Would you print out every entry exactly as given?

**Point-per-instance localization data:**
========================

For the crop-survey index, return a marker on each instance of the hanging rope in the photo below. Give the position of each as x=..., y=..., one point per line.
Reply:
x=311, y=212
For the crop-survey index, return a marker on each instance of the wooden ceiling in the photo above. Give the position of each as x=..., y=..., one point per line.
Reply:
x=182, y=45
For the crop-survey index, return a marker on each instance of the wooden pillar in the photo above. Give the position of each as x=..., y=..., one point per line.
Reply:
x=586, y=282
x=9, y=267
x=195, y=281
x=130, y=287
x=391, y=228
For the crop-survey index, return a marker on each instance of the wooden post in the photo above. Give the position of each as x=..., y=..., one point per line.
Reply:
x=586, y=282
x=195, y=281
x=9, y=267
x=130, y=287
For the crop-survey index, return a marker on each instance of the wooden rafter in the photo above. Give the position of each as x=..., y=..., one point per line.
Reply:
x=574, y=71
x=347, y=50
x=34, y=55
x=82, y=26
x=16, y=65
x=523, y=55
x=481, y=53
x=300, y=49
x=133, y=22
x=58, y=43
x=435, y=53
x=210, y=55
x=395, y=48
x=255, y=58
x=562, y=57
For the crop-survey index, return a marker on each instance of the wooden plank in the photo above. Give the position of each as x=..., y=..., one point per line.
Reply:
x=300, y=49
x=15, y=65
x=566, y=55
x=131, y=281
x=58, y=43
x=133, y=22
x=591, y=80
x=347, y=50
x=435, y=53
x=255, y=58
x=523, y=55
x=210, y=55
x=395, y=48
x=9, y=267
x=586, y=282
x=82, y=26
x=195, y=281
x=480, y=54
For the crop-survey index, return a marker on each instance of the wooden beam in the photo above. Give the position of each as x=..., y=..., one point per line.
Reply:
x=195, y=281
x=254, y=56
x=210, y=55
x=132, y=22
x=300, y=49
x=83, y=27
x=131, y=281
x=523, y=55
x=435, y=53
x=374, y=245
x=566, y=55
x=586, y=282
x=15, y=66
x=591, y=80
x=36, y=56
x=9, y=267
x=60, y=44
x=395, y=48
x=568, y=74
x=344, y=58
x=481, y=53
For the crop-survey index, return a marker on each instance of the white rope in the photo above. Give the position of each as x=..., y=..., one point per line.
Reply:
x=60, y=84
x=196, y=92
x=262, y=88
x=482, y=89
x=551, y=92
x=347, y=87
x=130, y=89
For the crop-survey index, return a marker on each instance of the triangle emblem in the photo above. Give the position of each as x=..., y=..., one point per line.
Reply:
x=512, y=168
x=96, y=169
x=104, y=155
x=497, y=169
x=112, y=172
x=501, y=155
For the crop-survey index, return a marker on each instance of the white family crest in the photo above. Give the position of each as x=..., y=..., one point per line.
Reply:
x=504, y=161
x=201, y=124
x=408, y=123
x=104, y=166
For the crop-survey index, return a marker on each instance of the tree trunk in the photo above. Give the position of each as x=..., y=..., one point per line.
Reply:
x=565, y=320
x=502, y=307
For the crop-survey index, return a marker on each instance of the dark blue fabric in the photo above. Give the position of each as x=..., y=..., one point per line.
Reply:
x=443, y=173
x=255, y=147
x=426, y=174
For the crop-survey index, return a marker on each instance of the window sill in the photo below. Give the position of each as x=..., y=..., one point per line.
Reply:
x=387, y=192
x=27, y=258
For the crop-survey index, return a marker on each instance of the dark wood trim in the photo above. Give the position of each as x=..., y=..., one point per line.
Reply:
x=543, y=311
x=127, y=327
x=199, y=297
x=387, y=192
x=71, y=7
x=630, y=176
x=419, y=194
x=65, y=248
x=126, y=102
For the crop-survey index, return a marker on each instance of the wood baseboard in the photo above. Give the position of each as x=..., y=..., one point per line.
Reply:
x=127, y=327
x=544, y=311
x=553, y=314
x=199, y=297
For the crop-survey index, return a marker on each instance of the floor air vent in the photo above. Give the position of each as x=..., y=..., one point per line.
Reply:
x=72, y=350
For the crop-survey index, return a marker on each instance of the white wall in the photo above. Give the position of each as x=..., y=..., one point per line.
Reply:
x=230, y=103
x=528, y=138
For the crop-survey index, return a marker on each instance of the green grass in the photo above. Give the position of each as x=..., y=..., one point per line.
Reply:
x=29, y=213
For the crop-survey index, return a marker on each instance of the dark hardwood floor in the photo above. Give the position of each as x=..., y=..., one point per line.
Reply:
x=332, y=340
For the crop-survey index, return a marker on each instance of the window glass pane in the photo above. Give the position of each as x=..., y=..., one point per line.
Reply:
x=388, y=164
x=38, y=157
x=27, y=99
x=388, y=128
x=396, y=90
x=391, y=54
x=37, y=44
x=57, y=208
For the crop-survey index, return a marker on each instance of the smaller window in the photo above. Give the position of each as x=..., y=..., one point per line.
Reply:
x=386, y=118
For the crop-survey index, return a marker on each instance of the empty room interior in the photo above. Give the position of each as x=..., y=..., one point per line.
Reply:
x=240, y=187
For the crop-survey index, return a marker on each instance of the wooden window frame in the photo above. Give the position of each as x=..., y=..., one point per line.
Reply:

========================

**OUTPUT BELOW:**
For the crop-survey index, return a marker on each instance of the hanging rope in the photo below. Give the position of each as x=..., y=..., one point per line.
Reply:
x=311, y=212
For the crop-survey index, return a marker on each instance of the wooden ceiling in the photo above. Give the position of each as x=..., y=..., one point per line.
Reply:
x=182, y=45
For the crop-survey index, return a marker on each instance of the wooden pillar in the photo above. Give the position of each as x=..., y=..., one point per line.
Reply:
x=586, y=282
x=9, y=267
x=195, y=281
x=130, y=287
x=391, y=228
For the crop-survey index, return a marker on each instance of the wooden post in the photo above. Give the position of each as x=..., y=..., one point per line.
Reply:
x=586, y=282
x=195, y=281
x=9, y=267
x=130, y=287
For the crop-survey index, return a marker on each instance of the wooden rafter in the photo above. Give the position of each as x=..., y=..., one point per line.
Reply:
x=574, y=71
x=347, y=50
x=34, y=55
x=82, y=26
x=16, y=65
x=523, y=55
x=481, y=53
x=300, y=49
x=133, y=22
x=58, y=43
x=435, y=53
x=210, y=55
x=395, y=48
x=255, y=58
x=562, y=57
For the crop-survey index, return a marker on each instance of the wooden plank in the photo above. Give the position of each as x=..., y=..., one point per line.
Reply:
x=300, y=49
x=15, y=65
x=566, y=55
x=131, y=281
x=58, y=43
x=133, y=22
x=591, y=80
x=347, y=50
x=435, y=53
x=255, y=58
x=523, y=55
x=210, y=55
x=395, y=48
x=9, y=267
x=586, y=282
x=82, y=26
x=195, y=281
x=480, y=54
For the crop-survey index, return a marker on each instance of the wooden beam in the photo above. Give the position of each as x=..., y=..., one point per line.
Reply:
x=195, y=281
x=254, y=56
x=210, y=55
x=132, y=22
x=300, y=49
x=83, y=27
x=131, y=281
x=523, y=55
x=435, y=53
x=374, y=245
x=566, y=55
x=586, y=282
x=15, y=66
x=591, y=80
x=36, y=56
x=9, y=267
x=60, y=44
x=395, y=48
x=568, y=74
x=344, y=58
x=481, y=53
For the crop-survey index, return a marker on each instance of the white rope in the photo above. Give the position of each as x=..., y=..., one point per line.
Reply:
x=60, y=84
x=196, y=92
x=262, y=88
x=482, y=89
x=551, y=92
x=347, y=87
x=130, y=89
For the crop-survey index, return a marker on each instance of the triangle emblem in the photo above. Give the position of each as x=..., y=..., one point per line.
Reply:
x=512, y=168
x=96, y=169
x=104, y=155
x=497, y=169
x=112, y=172
x=501, y=155
For the crop-survey index, return a marker on each instance of the white family crest in the photo above. Give the position of each as x=..., y=..., one point per line.
Reply:
x=504, y=161
x=201, y=124
x=408, y=123
x=104, y=166
For the crop-survey index, return a marker on each instance of the tree trunk in the photo above. Give the position of each as x=..., y=..., one point per line.
Reply:
x=565, y=320
x=502, y=307
For the crop-survey index, return a marker on each instance of the dark blue fabric in the photo above. Give the position of each as x=..., y=..., one point per line.
Reply:
x=443, y=173
x=255, y=147
x=426, y=174
For the crop-survey index, return a marker on each instance of the window sill in the photo below. Give the position of each as x=..., y=..., one point per line.
Reply:
x=387, y=192
x=27, y=258
For the crop-survey index, return a marker on each instance of the dark wood trim in the photo above. Give the position of each as x=..., y=..., one point per line.
Reply:
x=543, y=311
x=127, y=327
x=199, y=297
x=387, y=192
x=71, y=7
x=630, y=176
x=419, y=194
x=65, y=248
x=126, y=102
For the crop-survey index, return a marker on each instance of the wood baseboard in the photo above. Give the position of each as x=..., y=..., one point per line.
Reply:
x=127, y=327
x=544, y=311
x=553, y=314
x=199, y=297
For the crop-survey index, return a marker on each instance of the floor air vent in the photo above. Give the position of each as x=..., y=..., one point per line.
Reply:
x=72, y=350
For the crop-survey index, return a marker on each instance of the white wall in the photo above. Give the position of each as x=..., y=..., one point per line.
Reply:
x=230, y=103
x=528, y=138
For the crop-survey index, return a marker on each instance of the green grass in the photo above. Give the position of each as x=..., y=..., one point per line.
Reply:
x=29, y=213
For the crop-survey index, return a marker on each instance of the dark hardwood floor in the photo above. Give the position of each as x=..., y=..., one point per line.
Reply:
x=332, y=340
For the crop-survey index, return a marker on each instance of the window glass pane in the photo above. Give the position of each as x=..., y=..., one point per line.
Reply:
x=388, y=164
x=38, y=157
x=27, y=99
x=388, y=128
x=396, y=90
x=391, y=54
x=37, y=44
x=57, y=208
For the crop-survey index, return a marker on each instance of the smaller window in the photo above. Give the position of each as x=..., y=..., one point per line.
Reply:
x=386, y=118
For the crop-survey index, return a marker on each instance of the empty room interior in the photo above. Give the position of each as x=..., y=..., one point per line.
Reply:
x=240, y=187
For the crop-survey index, return a marker on each instance of the wooden window frame in the photo above. Give the position of each as x=..., y=..., one point per line.
Reply:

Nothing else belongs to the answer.